**REQUIRED WORK:** Which lines run from the line containing "Note to the class: identify the man's chin" through the end of the records below? Reproduce them exactly, and nothing else.

**RECORDED DATA:**
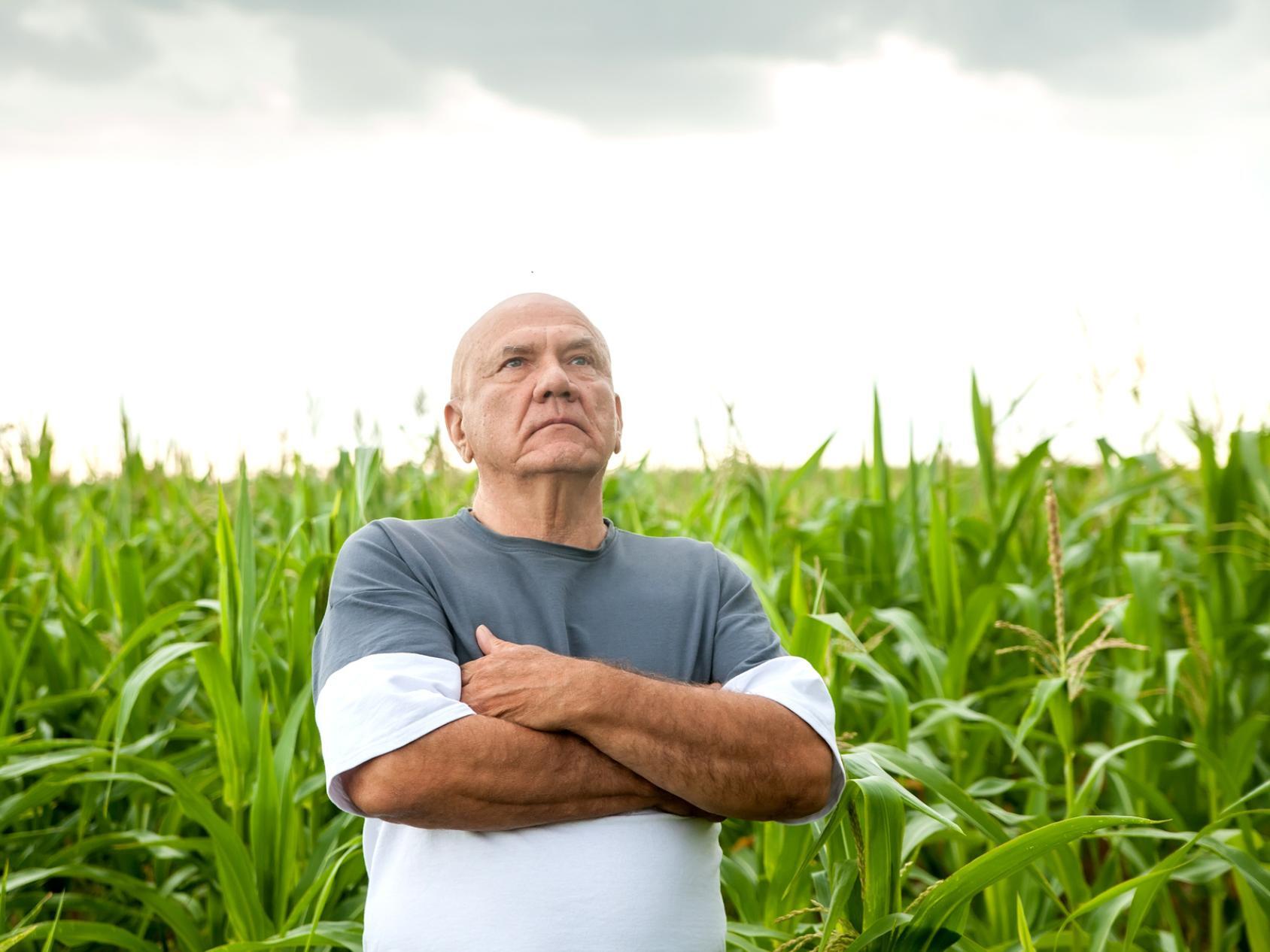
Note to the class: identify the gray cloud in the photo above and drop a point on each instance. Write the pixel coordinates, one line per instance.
(101, 42)
(633, 66)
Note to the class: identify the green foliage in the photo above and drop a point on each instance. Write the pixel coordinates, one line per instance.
(1019, 780)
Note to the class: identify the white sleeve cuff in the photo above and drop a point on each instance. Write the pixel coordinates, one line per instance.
(793, 682)
(378, 703)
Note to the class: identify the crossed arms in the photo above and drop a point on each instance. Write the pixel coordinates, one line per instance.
(558, 738)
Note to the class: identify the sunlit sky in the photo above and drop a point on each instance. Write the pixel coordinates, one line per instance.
(247, 223)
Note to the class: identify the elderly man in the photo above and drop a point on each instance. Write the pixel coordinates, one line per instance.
(524, 699)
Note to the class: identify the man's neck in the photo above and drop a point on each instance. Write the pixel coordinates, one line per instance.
(546, 508)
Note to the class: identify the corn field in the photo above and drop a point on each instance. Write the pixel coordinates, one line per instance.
(1052, 684)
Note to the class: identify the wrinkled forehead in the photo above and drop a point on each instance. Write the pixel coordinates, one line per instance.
(533, 328)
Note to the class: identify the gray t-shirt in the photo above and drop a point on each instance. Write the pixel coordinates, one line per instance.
(667, 606)
(406, 599)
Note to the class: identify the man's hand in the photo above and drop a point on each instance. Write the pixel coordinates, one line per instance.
(521, 683)
(524, 683)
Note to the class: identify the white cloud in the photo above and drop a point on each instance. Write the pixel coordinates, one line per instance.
(899, 221)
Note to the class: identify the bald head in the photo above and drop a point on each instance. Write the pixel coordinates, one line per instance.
(520, 310)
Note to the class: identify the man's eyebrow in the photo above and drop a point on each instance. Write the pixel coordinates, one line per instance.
(511, 350)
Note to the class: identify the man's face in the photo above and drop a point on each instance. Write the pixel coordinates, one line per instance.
(539, 395)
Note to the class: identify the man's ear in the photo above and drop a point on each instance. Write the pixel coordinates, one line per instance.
(455, 428)
(618, 443)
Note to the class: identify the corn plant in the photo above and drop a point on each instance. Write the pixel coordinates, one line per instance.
(1019, 780)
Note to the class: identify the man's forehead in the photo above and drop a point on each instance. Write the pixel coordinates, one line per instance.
(555, 333)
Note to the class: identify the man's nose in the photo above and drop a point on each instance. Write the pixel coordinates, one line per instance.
(554, 381)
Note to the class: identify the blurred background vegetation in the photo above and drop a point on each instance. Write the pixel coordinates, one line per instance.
(1030, 659)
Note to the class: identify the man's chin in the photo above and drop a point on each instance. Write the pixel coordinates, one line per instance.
(579, 461)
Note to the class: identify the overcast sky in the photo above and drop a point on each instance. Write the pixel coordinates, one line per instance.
(249, 223)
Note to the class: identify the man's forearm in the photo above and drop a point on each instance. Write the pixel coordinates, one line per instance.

**TASK RESULT:**
Note to the class: identify the man's chin in the photo above and drop a point on each instance. Write the pixel coordinates, one line per instance.
(579, 461)
Note to the class: identify the overcast sky in the photo above and drop a point on each instance. Write the pixel coordinates, one line per instance.
(249, 223)
Note to the class: identify the man's forearm in the photo above and drop a point on each instance. Write the pixel coordinates, one line per instance.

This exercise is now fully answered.